Required task: Convert every line of the records below into a JSON list of strings, one string per line, omitting blank lines and leaving out the pictures.

Input data:
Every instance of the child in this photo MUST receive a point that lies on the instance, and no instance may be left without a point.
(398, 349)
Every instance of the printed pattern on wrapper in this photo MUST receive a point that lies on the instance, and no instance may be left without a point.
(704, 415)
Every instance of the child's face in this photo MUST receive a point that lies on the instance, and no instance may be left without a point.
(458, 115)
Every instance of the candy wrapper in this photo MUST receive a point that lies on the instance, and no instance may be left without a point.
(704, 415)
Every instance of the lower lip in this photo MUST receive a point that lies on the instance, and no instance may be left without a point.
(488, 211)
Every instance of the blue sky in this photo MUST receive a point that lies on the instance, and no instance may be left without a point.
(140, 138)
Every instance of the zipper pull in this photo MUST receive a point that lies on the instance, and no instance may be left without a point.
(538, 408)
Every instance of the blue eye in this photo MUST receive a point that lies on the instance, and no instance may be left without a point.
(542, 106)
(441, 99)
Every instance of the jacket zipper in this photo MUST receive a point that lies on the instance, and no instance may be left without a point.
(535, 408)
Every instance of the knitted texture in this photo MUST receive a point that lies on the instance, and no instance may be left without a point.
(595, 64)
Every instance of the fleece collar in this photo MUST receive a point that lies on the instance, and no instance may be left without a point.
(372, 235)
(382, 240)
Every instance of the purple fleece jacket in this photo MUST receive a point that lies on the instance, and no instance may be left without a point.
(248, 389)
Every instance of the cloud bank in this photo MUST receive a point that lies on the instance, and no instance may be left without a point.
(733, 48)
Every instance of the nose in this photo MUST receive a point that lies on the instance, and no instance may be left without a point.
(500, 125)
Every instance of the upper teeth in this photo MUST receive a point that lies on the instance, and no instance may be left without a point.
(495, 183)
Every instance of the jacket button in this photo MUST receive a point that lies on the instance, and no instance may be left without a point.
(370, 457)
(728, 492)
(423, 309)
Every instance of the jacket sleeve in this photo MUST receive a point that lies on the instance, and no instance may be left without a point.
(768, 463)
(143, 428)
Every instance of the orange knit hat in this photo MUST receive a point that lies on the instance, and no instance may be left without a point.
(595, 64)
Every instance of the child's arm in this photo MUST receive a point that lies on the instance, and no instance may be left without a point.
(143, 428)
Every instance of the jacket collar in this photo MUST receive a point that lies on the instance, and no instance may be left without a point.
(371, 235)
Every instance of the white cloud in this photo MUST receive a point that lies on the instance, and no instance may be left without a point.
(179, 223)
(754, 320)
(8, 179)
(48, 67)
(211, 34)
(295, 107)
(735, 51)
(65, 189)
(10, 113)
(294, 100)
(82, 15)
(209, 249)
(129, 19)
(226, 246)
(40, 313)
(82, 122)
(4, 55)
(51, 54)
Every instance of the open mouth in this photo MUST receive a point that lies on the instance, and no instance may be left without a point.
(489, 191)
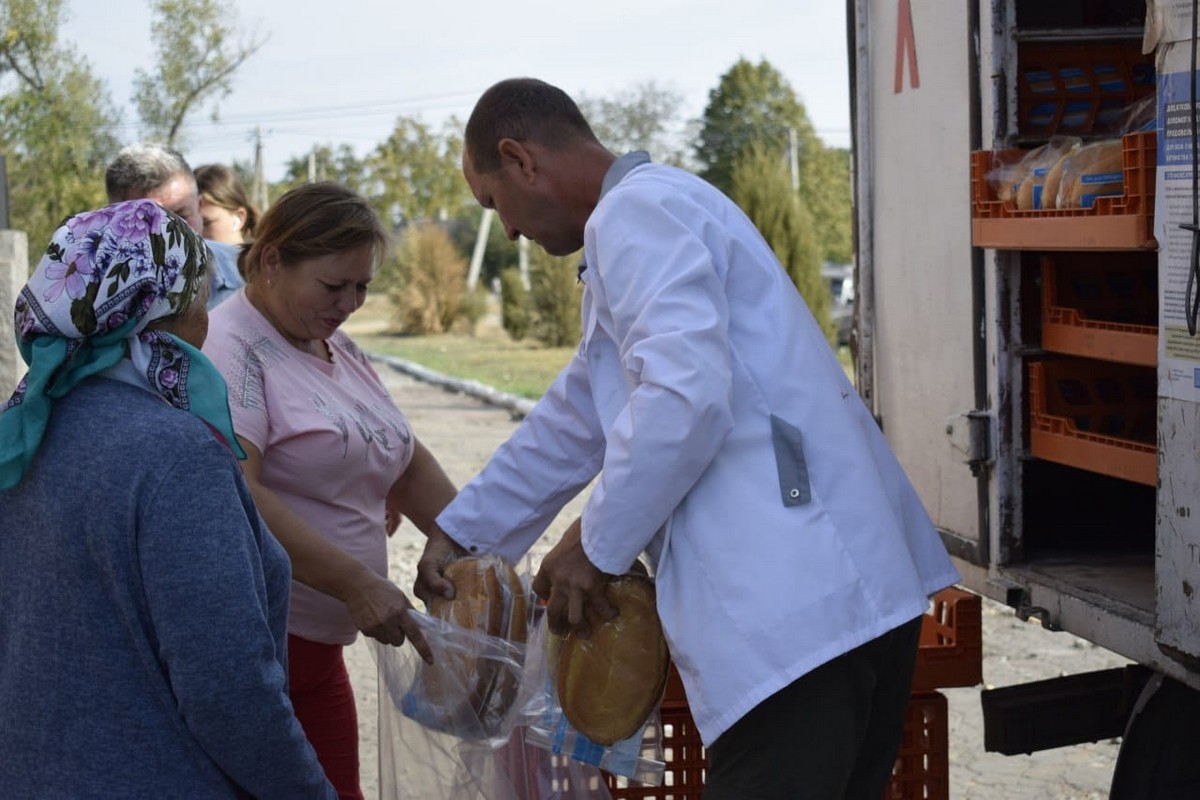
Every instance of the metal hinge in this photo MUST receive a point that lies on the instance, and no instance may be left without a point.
(971, 434)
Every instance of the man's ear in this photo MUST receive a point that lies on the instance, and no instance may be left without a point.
(515, 154)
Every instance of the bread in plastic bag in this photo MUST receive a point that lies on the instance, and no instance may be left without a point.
(1039, 161)
(1093, 170)
(472, 686)
(610, 681)
(445, 733)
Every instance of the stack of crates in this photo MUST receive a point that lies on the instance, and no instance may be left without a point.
(951, 654)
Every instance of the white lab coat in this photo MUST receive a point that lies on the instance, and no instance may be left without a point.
(729, 444)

Solved problem:
[
  "Every instance of the child in this photo MUST receive a point that lies on the instance, and no instance may be left without a point.",
  "(398, 349)",
  "Every instance of the printed pattern on wrapper in this photo MUST receive a point that lies on the instance, and no instance may be left without a point.",
  "(704, 415)",
  "Every instance of the child's face in this photo MUST receive a point that lies on the instance, and no instance may be left without a point.",
  "(458, 115)",
  "Every instance of the candy wrapper in this photo MUST receive a point that lies on the instance, and no instance may be left without a point.",
  "(704, 415)",
  "Every instance of the lower lip in this photo MUST receive a point that lies on the instance, and no instance may be left without a point.",
  "(488, 211)",
  "Every instance of the blue sky in this photo MUST receive a point that lies on the instance, and no instance may be left without a point.",
  "(140, 138)",
  "Every instance of the zipper pull in this photo MUST receive a point that lies on the instance, and no instance may be left without a point.",
  "(538, 408)",
  "Every instance of the blue eye in this photo MUST receive a point that lies on the instance, and no instance may be left without a point.",
  "(542, 106)",
  "(441, 99)",
  "Every instance of the jacket zipper in this photo MUST receive a point that lies on the instance, and no instance may be left without a point.",
  "(535, 408)",
  "Every instance of the knitted texture in this photo MUST receive a point that lies on the instance, and no instance may be left without a point.",
  "(595, 64)",
  "Every instance of the fleece collar in this photo MUST receive a point that lies on the instance, and no instance may be left without a point.",
  "(372, 235)",
  "(382, 240)",
  "Every instance of the purple fleece jacket in this photo MUST receive a point that lies on the instance, and no instance may be left without a point.",
  "(248, 389)",
  "Every instance of the cloud bank in this photo MUST receive a point that lies on the instance, and no instance may be left without a point.",
  "(733, 48)",
  "Every instance of the nose in this photo MUST receive a point that lies on the instance, and no instance may be left without a point.",
  "(500, 125)",
  "Every instance of the upper teeth in this photo MUST receive a point that lies on the instance, and no instance may be left without a point.",
  "(495, 183)",
  "Every instance of the jacket button in this photo MUST receive a point that lies on the instance, and no instance may be left without a point.",
  "(370, 457)",
  "(728, 492)",
  "(423, 309)",
  "Every instance of the jacket sleeve in this photo MUST receive a point that lies on the instance, and no instance may be left without a point.",
  "(768, 463)",
  "(143, 428)",
  "Every instance of the orange knit hat in this photo MUST receive a point that lies on the instance, and no instance may be left without a point.",
  "(595, 64)",
  "Every instance of the child's arm in this photo MUST receive a point that lies on the instance, and no instance may be left without a point.",
  "(143, 428)",
  "Every instance of the jacket collar in this photo MUST receive a point that lies on the instance, and no instance may be left without a point.",
  "(371, 235)",
  "Every instance of the white cloud in this photo MUST receive a point that lies on the instance, and no instance may be left without a point.",
  "(179, 223)",
  "(754, 320)",
  "(8, 179)",
  "(48, 67)",
  "(211, 34)",
  "(295, 107)",
  "(735, 51)",
  "(65, 189)",
  "(10, 113)",
  "(294, 100)",
  "(82, 15)",
  "(209, 249)",
  "(129, 19)",
  "(226, 246)",
  "(40, 313)",
  "(82, 122)",
  "(4, 55)",
  "(51, 54)",
  "Every instance of the open mouth in this photo MUST receive a point that lies on the instance, and no instance may be left without a point.",
  "(489, 191)",
  "Every instance of the metal hinge in this photo MUST receive a point that lies on the instance, and no instance may be left without a point.",
  "(971, 434)",
  "Every instance of the man's ear in this photo MUST receive a point that lies on the instance, and no instance may be left without a point.",
  "(515, 154)",
  "Every instance of the bread in plastic bag in this photo MUST receive a point that lies on the instance, and no instance may be left without a point.",
  "(1039, 161)",
  "(1093, 170)",
  "(472, 686)",
  "(610, 681)",
  "(445, 733)",
  "Every instance of the stack of crates in this photo MUST receive a point that lies on the instance, and no instance may be left without a point.",
  "(951, 654)",
  "Every instance of the white lab coat in this photo MUST receive a point that lies on the instance, and no instance may be left without a point.",
  "(729, 444)"
]